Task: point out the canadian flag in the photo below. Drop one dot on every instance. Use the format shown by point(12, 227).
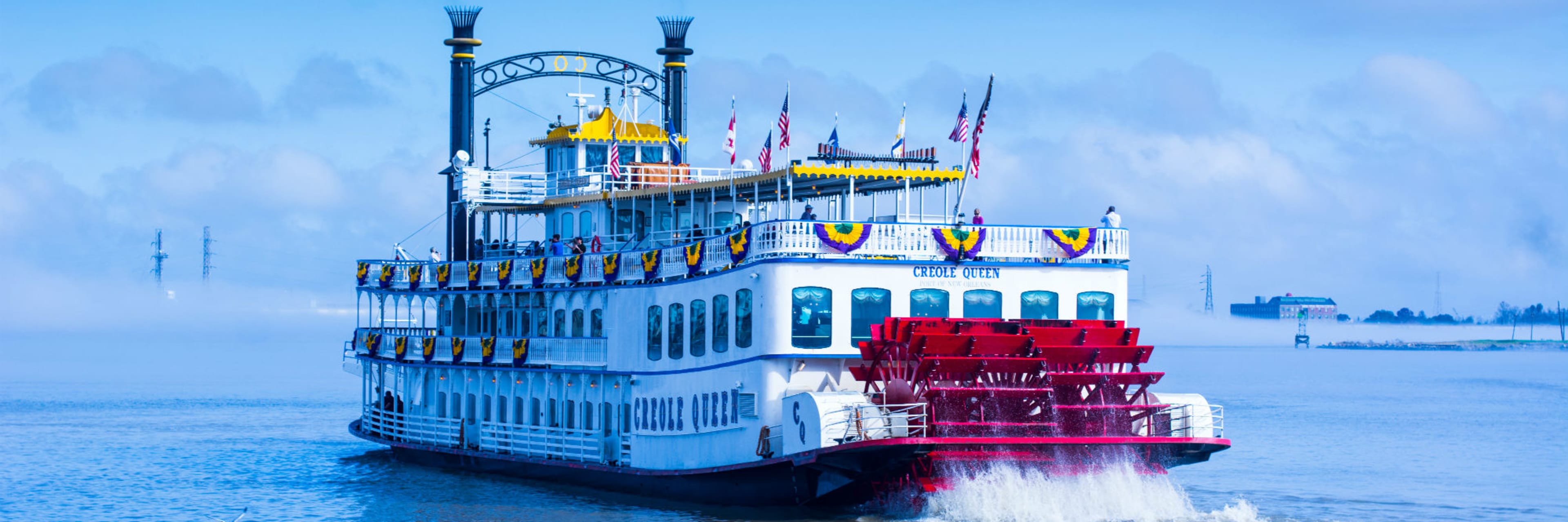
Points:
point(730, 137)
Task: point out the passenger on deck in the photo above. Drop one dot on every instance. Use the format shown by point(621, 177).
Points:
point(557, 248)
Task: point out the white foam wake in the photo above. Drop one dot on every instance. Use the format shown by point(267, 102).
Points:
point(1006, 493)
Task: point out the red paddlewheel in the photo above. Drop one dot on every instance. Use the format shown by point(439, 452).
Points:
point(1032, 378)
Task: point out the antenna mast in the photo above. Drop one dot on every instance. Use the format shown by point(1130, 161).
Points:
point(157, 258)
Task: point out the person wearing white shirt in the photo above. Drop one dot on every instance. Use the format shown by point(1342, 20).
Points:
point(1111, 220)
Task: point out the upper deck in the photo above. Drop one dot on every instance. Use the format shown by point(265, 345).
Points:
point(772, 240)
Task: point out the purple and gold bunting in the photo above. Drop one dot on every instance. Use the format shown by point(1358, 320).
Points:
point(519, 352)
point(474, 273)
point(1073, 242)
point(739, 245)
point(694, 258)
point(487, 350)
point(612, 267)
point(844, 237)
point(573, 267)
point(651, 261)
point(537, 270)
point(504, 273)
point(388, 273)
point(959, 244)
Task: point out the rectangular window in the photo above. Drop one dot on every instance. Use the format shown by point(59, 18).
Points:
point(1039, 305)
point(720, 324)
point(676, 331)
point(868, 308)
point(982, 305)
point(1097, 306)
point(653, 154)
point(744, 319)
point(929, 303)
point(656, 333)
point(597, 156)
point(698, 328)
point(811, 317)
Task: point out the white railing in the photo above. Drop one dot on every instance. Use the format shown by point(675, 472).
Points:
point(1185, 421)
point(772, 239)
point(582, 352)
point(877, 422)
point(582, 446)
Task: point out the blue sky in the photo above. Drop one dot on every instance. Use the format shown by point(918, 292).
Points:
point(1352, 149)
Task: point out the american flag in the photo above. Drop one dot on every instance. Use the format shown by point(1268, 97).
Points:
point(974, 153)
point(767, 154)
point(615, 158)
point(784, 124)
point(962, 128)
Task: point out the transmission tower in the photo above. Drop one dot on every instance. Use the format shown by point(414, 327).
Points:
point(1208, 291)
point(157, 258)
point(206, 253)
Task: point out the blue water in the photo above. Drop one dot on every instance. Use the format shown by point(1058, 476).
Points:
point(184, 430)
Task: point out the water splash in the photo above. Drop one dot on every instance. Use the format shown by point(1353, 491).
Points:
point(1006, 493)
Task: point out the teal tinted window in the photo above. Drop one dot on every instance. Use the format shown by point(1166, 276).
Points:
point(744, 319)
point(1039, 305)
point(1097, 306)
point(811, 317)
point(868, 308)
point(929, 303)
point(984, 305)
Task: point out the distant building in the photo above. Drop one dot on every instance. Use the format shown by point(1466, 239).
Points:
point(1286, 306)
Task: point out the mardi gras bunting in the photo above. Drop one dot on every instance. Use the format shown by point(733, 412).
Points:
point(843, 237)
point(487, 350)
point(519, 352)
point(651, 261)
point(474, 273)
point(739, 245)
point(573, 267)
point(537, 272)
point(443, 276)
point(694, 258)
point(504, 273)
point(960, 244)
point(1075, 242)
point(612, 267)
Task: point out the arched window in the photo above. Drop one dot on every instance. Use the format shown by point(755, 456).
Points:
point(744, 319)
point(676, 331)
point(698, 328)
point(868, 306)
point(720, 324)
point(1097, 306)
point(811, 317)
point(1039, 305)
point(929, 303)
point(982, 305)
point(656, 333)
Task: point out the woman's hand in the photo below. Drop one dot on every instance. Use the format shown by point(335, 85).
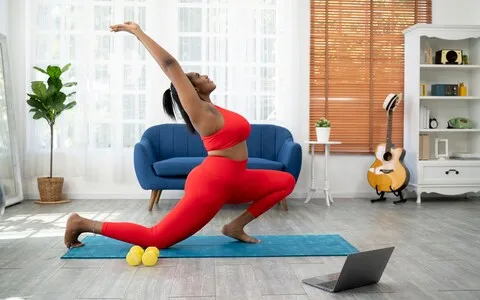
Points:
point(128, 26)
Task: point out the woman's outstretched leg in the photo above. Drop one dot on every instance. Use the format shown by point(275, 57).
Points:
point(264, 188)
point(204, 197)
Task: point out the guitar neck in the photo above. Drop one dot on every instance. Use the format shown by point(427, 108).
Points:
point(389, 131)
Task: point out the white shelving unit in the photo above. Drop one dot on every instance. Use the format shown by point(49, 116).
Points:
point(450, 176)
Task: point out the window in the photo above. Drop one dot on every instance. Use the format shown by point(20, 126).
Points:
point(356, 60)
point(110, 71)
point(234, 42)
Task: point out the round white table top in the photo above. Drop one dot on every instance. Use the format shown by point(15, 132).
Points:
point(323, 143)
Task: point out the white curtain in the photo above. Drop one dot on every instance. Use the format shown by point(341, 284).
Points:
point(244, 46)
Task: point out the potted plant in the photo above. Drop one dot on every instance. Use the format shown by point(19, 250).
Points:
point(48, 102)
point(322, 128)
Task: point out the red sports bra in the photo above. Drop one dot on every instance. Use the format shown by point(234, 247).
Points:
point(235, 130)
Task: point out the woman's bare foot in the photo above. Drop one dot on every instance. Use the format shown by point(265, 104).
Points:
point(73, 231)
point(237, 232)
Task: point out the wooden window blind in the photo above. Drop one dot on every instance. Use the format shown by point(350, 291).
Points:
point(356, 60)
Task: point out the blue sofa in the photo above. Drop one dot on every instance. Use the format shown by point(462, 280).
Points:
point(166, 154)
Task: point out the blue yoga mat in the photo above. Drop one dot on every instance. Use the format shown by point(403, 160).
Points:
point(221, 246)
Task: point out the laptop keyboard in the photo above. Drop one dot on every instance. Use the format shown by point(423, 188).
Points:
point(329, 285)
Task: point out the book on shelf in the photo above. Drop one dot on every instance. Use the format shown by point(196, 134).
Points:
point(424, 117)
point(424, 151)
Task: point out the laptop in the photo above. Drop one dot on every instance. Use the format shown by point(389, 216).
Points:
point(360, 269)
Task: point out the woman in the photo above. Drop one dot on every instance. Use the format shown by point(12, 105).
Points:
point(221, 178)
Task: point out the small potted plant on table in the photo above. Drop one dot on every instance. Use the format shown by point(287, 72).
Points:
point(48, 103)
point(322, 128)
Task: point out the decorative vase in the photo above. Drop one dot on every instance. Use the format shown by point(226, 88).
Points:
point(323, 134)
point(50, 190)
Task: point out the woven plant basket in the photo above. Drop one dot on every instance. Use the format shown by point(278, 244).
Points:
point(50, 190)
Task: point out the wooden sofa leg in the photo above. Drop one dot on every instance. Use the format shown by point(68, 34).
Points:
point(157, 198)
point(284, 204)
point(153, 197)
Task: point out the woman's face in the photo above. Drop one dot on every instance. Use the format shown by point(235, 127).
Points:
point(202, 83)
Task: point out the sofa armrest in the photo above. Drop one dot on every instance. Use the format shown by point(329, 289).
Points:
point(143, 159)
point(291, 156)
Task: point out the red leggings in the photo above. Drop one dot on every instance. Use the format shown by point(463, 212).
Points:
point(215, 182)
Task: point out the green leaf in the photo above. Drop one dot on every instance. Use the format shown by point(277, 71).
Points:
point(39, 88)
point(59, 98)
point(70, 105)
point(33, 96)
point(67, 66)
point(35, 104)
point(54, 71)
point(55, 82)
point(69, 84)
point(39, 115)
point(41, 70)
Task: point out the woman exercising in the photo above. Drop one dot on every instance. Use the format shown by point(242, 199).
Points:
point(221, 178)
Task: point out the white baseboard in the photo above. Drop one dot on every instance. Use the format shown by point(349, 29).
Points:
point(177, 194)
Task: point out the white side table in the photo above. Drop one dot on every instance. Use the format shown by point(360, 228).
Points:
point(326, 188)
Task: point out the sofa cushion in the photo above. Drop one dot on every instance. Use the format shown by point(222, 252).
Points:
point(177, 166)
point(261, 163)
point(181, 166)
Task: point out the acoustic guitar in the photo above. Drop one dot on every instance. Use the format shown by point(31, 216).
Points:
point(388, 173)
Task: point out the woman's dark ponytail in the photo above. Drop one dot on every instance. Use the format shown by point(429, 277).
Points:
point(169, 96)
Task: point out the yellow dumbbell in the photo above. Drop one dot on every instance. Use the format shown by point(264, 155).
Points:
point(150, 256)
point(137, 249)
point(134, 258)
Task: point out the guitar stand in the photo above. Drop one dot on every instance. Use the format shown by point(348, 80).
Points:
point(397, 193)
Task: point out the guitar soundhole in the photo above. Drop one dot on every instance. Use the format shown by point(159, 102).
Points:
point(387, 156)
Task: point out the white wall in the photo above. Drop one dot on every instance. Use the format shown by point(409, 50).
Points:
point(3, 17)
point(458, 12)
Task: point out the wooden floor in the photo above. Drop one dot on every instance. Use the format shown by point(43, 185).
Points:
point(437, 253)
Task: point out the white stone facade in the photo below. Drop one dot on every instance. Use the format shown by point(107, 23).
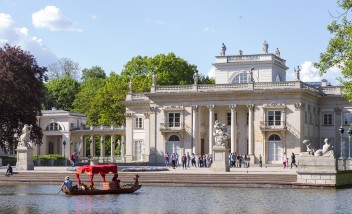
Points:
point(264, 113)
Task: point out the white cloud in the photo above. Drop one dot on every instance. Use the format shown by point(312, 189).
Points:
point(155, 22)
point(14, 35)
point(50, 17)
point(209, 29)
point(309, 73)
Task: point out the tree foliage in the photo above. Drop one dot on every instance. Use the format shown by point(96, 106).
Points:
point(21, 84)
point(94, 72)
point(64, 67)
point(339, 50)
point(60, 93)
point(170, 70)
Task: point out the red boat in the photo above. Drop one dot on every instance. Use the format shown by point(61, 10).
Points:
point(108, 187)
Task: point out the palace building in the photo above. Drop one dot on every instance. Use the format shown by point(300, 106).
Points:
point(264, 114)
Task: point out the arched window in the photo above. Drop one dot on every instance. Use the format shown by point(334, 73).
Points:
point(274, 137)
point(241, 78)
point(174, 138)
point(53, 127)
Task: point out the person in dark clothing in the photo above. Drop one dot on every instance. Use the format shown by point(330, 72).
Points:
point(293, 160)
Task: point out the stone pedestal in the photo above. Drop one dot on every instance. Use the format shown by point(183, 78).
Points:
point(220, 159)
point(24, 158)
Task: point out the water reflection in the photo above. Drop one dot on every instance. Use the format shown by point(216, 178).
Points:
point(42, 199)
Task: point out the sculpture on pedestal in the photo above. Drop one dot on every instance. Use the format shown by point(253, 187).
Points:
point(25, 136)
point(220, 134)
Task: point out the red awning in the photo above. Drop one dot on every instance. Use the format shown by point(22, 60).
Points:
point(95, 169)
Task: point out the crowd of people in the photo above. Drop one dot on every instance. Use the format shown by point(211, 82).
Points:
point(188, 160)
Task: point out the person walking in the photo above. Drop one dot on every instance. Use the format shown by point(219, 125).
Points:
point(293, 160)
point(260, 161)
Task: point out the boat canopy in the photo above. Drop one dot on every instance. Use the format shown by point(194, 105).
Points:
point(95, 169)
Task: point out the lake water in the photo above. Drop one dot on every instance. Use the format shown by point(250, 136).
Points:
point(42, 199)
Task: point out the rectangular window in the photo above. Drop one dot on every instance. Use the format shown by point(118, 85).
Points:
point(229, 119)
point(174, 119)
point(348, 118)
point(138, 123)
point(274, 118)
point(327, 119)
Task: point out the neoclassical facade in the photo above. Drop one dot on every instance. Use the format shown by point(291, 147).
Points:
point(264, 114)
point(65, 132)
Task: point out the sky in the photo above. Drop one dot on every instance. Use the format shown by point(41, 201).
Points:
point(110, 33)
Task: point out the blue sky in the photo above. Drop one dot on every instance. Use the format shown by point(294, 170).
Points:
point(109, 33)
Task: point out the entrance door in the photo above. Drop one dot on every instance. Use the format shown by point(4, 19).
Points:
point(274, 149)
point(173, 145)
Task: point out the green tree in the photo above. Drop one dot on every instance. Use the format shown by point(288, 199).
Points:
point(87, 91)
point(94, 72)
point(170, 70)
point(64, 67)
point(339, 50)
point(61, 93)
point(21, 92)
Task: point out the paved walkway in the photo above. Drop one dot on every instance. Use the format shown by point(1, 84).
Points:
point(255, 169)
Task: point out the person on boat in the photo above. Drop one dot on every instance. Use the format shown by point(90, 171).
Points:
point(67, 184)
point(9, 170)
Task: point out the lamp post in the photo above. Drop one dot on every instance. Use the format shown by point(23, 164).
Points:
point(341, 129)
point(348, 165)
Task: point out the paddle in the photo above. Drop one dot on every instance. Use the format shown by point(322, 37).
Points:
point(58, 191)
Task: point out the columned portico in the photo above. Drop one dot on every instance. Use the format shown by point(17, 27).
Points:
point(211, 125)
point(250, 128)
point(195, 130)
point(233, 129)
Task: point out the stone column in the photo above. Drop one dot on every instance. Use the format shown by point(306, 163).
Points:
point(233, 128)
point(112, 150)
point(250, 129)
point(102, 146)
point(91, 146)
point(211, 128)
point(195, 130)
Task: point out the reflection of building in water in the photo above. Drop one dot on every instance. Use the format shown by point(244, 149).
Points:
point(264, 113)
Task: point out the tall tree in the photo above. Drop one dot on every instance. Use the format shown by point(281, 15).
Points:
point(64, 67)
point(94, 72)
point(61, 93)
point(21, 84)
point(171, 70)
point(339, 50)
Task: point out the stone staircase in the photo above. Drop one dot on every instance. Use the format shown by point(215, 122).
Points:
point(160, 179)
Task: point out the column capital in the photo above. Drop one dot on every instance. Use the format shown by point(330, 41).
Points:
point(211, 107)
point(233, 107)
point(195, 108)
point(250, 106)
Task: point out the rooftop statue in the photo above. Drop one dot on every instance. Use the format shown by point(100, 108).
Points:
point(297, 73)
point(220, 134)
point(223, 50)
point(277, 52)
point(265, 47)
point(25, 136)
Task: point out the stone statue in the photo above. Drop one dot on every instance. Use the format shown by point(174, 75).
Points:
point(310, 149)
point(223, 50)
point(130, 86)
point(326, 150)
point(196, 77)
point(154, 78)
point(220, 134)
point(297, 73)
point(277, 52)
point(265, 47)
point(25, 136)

* **Work instructions**: If a line in the entries contains "laptop", copy it.

* **The completed task**:
Task: point out the laptop keyboard in the photo above. Drop one dot on every instance. Use the format shown by point(423, 188).
Task: point out the laptop in the photo above. Drop one dot on every instance. Use the format shown by point(389, 216).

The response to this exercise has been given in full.